## DIRECTIVE:
In the news item on Salerno's anti-vice law, how many brothels across Italy were closed when the Legge Merlin came into force?

## PAGE EXTRACT:
NEWS » Be careful how you dress in Salerno - you could be fined
Be careful how you dress in Salerno - you could be fined
A new anti-vice law in Salerno makes it illegal to look like a prostitute in public. Wearing skimpy skirts, high heels and acting flirtatiously might cause women a £400 fine for “violating urban decorum”. Let's just hope that the boundary between fashion and the exhibition of the female body for commercial purposes will always be easy to judge. Therefore, if you visit Salerno this summer be aware of your outfit!
Prostitution has recently seen a steep increase in Salerno so civic leaders relied on this measure to clean up the city before the peak tourism season.
According to the council spokesman, people can't be fined for the intention to prostitute so it becomes difficult to counteract the phenomenon, but with this new law you can protect urban decorum fining indiscreet and brazen prostitutes.
The idea is that because of this law prostitutes will become less attractive to clients and less visible to citizens and tourists.
In Italy there are at least between 70 thousand and 120 thousand prostitutes for 9 million customers for a turnover of about 5 billion Euros.
In France, when a similar law was introduced 12 years ago, prostitutes wore casual clothes to get around the rules which didn't prove to be effective to contrast prostitution, therefore the law was changed 2 years later.
In Britain, prostitution and paying for sex is legal if the girl is over 18 and is not forced into it. Related activities such as soliciting, kerb crawling, keeping a brothel and pimping are all considered against the law.
Brothels are tolerated in Spain and they are still legal in Germany, Holland and Switzerland.
Only in Sweden and Norway, in Europe, it is illegal to pay for sex.
In Italy, since the “Legge Merlin”, the law introduced by the senator Lina Merlin in 1958, came into force, the 560 brothels present on the entire national territory were closed down and the crime of aiding prostitution was introduced, also soliciting, taking advantage of prostitution and renting houses for sex in exchange for money became illegal.

## SUPPLIED ENTRIES:
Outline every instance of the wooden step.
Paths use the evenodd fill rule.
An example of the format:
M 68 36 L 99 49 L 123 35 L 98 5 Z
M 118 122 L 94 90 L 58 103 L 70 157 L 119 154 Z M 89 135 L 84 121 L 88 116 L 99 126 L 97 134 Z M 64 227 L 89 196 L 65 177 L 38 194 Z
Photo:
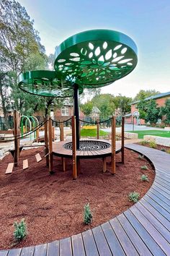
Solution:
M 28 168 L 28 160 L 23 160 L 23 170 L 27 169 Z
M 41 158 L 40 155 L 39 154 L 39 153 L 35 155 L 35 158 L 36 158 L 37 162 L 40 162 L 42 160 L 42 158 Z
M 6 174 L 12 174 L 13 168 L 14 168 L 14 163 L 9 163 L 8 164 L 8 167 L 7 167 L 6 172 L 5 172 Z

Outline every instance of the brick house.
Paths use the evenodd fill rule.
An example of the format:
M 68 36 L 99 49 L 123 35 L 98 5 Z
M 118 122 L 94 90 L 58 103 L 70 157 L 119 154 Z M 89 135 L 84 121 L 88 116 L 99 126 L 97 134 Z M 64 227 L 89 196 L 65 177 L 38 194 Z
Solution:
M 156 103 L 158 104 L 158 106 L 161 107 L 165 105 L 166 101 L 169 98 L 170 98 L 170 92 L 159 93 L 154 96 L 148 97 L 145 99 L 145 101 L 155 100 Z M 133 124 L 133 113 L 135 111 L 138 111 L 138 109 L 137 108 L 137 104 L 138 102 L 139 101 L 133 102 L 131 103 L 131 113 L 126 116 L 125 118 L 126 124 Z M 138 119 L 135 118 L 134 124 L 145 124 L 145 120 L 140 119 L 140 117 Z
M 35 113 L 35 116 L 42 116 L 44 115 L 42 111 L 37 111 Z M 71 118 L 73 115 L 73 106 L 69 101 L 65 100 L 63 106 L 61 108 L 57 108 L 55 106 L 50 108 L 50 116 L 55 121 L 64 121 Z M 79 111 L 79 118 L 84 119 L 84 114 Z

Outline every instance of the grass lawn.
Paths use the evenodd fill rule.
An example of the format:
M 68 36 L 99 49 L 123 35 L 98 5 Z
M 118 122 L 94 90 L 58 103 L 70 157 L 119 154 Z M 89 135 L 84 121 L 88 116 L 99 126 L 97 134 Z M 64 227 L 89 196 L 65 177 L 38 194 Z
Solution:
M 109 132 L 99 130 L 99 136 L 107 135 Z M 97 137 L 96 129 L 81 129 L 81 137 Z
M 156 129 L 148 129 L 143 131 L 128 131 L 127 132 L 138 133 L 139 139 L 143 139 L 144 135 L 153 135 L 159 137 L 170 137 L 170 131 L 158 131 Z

...

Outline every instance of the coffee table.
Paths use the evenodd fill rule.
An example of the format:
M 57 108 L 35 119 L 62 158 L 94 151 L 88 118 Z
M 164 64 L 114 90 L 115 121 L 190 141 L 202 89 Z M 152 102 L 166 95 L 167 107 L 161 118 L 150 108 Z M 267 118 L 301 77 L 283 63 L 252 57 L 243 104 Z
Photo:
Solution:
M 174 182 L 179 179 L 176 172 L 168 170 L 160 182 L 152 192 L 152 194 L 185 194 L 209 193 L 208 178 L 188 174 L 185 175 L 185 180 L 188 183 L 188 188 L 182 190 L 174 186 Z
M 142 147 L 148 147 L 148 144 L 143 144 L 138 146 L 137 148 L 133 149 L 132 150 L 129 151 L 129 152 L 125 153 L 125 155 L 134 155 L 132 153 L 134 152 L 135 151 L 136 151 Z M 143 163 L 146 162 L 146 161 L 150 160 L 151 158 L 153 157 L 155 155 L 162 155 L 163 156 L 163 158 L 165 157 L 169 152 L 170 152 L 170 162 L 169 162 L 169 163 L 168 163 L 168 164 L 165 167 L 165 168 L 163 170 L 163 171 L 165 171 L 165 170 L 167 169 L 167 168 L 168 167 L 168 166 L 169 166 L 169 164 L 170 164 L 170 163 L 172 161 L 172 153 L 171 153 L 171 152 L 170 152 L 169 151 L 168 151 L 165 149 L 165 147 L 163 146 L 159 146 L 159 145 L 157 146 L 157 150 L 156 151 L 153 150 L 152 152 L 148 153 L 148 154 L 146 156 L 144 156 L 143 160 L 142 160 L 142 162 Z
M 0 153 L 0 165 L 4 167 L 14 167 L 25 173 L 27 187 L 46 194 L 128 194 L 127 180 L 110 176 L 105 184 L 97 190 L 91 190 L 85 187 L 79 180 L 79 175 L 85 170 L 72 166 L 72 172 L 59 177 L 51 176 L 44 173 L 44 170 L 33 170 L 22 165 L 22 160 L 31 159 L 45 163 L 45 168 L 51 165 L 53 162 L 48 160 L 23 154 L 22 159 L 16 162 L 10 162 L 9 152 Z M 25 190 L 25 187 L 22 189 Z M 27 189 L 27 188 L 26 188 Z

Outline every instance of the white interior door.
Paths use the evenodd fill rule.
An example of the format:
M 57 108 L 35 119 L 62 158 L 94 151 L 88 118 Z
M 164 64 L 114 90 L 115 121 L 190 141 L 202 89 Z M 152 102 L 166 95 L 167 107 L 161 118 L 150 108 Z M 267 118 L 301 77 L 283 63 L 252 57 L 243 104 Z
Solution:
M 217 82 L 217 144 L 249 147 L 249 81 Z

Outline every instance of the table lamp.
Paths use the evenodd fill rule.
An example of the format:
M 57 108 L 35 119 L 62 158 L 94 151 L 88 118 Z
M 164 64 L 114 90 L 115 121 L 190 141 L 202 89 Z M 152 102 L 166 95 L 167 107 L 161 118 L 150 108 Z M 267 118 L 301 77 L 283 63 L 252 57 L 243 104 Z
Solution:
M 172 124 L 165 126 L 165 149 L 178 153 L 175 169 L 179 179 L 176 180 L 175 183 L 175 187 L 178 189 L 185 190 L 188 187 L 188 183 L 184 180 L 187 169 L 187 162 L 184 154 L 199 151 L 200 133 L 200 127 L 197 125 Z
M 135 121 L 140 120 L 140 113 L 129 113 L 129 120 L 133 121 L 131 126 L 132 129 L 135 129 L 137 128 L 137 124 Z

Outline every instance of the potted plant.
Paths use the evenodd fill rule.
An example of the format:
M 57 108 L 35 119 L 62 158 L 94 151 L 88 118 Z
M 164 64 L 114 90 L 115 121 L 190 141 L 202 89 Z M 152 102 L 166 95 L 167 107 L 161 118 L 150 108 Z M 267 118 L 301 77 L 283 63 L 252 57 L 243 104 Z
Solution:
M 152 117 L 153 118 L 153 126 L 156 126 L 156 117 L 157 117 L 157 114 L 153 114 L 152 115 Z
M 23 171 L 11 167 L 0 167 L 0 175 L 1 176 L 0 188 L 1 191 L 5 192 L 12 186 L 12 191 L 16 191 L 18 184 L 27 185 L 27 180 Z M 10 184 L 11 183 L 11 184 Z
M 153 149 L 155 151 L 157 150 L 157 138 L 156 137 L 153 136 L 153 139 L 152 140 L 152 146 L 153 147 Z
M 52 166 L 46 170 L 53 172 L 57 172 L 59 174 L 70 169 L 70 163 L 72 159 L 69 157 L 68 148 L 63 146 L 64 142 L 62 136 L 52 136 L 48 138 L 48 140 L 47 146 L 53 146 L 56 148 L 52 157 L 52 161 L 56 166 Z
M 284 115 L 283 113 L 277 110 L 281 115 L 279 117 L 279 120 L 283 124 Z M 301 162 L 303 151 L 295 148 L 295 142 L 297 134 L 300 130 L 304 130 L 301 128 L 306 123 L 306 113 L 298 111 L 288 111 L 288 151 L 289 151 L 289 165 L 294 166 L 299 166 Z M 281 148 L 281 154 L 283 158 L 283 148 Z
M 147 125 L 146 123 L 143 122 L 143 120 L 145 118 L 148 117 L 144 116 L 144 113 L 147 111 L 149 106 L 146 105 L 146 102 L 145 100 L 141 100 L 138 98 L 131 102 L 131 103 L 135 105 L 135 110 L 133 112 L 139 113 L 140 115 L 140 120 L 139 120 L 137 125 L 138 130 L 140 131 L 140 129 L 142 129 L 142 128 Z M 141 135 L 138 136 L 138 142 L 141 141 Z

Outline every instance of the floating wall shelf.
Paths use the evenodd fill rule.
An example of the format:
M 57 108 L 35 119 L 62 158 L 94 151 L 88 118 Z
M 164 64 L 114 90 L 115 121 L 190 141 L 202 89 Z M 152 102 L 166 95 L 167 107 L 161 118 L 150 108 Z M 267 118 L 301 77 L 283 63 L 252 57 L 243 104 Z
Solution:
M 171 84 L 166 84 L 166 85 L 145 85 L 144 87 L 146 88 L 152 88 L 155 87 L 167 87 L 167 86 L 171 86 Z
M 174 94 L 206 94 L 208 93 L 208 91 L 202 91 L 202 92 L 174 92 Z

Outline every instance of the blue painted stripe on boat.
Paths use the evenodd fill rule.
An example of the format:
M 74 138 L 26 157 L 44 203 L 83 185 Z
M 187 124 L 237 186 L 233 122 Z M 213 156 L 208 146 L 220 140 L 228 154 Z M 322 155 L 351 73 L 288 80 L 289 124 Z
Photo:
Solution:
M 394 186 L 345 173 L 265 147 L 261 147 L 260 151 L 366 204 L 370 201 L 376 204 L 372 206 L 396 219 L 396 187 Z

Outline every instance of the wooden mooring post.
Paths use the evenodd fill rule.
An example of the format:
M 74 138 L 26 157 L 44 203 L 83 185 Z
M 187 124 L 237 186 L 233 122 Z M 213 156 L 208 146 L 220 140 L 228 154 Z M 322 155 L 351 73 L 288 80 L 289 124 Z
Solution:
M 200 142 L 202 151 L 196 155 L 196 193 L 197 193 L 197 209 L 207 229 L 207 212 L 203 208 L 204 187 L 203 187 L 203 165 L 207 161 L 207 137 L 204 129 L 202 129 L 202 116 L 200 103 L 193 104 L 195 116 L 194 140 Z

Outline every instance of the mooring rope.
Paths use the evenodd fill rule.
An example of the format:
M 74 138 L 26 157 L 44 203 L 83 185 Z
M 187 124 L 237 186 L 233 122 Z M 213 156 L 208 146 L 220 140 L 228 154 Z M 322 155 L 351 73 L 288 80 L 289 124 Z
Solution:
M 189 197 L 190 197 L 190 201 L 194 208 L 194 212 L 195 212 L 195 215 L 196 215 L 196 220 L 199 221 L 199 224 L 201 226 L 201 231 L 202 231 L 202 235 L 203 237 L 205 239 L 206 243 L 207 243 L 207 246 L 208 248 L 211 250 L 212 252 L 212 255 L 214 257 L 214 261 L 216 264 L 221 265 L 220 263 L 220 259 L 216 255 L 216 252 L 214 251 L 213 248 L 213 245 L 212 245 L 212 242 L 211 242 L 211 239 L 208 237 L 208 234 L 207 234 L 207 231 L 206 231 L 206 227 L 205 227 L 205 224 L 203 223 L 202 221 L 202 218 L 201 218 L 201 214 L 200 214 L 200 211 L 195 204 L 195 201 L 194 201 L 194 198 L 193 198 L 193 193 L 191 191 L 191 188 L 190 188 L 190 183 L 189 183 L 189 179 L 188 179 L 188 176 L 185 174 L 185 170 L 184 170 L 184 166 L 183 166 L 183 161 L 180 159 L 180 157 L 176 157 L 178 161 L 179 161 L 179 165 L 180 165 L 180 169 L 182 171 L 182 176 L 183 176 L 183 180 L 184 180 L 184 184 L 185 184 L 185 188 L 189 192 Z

--

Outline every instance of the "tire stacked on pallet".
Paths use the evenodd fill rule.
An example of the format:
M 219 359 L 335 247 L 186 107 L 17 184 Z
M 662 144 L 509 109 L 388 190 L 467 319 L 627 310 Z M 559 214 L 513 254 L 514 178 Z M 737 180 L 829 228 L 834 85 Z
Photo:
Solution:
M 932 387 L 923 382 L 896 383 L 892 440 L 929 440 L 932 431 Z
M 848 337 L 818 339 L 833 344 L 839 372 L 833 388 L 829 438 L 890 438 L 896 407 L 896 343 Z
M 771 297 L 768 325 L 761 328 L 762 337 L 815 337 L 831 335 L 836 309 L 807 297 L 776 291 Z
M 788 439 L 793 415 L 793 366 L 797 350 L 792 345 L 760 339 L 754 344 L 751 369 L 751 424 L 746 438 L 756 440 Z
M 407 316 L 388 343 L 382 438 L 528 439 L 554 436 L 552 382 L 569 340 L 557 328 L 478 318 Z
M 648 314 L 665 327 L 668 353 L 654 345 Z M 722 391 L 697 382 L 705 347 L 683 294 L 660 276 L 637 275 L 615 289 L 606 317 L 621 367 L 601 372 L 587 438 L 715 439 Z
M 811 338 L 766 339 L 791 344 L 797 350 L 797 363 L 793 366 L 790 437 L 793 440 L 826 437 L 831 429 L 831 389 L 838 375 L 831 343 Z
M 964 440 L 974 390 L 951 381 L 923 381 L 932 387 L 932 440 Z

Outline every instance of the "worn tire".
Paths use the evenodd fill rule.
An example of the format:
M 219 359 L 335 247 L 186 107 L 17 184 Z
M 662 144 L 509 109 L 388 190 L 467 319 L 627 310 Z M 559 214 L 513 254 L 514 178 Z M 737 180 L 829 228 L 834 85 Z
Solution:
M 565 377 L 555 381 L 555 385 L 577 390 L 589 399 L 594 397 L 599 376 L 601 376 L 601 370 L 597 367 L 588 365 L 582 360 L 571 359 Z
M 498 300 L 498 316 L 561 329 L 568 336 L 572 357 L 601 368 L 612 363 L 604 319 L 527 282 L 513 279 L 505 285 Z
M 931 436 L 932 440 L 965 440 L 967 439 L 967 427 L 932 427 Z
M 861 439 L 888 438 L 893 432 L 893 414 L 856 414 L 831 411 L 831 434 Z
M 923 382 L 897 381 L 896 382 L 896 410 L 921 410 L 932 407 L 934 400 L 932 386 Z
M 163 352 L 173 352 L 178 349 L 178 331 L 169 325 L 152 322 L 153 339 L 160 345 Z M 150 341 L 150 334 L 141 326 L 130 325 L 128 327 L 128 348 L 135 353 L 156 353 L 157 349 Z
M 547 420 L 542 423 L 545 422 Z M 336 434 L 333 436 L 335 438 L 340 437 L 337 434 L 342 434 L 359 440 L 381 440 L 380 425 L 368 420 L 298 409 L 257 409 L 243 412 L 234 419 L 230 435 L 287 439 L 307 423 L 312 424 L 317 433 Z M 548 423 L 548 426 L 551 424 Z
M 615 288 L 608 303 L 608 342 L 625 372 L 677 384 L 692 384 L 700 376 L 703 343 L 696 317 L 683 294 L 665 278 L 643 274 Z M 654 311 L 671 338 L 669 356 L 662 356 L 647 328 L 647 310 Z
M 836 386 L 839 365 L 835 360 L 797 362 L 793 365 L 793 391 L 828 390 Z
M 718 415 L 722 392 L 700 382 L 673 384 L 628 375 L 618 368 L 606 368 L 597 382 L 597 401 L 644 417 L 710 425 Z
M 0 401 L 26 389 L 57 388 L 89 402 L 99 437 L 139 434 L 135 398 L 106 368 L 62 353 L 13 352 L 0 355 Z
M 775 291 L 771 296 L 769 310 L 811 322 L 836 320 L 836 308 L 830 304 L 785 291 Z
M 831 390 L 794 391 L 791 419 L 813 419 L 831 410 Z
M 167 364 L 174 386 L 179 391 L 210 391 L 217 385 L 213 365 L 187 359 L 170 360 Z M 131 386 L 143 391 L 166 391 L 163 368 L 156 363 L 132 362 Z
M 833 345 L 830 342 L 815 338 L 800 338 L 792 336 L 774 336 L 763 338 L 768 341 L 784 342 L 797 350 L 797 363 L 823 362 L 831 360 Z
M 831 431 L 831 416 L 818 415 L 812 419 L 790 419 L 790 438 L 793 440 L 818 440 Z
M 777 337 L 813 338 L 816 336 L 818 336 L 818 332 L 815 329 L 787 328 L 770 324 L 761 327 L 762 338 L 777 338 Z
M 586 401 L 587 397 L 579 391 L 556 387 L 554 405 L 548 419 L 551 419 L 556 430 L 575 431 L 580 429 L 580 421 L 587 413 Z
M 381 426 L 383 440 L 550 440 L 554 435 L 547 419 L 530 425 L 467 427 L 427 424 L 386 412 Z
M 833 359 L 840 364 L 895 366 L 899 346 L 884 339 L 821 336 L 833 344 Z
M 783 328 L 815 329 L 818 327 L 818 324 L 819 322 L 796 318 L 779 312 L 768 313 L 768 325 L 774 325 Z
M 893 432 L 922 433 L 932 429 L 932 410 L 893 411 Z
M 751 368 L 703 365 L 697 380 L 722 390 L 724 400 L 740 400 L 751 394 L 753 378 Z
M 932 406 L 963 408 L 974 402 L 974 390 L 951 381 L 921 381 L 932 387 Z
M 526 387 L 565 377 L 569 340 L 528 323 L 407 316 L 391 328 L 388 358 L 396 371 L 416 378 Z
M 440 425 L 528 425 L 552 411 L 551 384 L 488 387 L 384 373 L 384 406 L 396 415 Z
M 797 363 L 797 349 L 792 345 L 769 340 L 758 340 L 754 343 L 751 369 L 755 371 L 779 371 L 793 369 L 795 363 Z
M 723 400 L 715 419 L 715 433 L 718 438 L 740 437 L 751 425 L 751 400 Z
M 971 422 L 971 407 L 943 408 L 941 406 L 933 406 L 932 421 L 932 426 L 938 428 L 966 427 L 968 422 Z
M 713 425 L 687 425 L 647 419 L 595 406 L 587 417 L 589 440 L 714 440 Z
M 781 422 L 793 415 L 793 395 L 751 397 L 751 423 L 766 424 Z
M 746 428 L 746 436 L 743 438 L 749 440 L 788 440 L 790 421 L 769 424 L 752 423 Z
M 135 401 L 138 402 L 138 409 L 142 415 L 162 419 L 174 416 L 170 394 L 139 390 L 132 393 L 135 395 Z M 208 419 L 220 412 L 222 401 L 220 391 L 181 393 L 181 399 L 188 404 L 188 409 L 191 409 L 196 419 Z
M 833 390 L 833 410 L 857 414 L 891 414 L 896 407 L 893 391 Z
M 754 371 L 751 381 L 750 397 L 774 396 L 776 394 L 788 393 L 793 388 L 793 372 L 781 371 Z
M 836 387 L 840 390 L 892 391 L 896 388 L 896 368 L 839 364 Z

## THE REPLY:
560 brothels.